- Extracted records -
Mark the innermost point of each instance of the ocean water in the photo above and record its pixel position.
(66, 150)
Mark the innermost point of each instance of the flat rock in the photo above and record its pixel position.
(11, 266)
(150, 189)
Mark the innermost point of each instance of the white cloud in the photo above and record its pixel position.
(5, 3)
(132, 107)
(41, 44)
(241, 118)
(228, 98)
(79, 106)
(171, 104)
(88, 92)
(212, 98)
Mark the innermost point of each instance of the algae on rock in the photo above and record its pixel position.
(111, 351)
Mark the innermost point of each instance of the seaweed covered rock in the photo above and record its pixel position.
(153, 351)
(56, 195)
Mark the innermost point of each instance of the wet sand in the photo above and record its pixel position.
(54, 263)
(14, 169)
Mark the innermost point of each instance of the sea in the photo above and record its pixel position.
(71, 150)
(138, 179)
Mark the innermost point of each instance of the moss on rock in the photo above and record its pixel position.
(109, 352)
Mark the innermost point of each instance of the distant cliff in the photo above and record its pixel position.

- What you are asked to do -
Copy out all of the lines above verbatim, without changing or adding anything.

- Problem solution -
Mark the innermost point of each instance of the ocean water in the photo above and record its pixel position.
(66, 150)
Mark the innermost point of each instance of the flat rock in the photo above and record its pixel position.
(11, 266)
(150, 189)
Mark the innermost point of each instance of the white cloud in the photo above and record its pixel position.
(5, 3)
(132, 107)
(41, 44)
(241, 118)
(228, 98)
(79, 106)
(171, 104)
(88, 92)
(212, 98)
Mark the innermost point of each instance of the algae on rock in the photo above and record its pixel position.
(111, 351)
Mark the innermost point of each instance of the seaweed covered rock in the photo above and record its pixel position.
(153, 351)
(56, 195)
Mark the innermost point of each instance of the wet sand in the photo above and record its pixel position.
(54, 263)
(14, 169)
Mark the innermost point of each instance of the sea in the photo above and record its pixel position.
(71, 150)
(138, 179)
Mark the innermost point of each instance of the moss on rock in the photo above and record its pixel position.
(109, 352)
Mark the innermost point of each instance of the distant cliff in the photo above and record its pixel position.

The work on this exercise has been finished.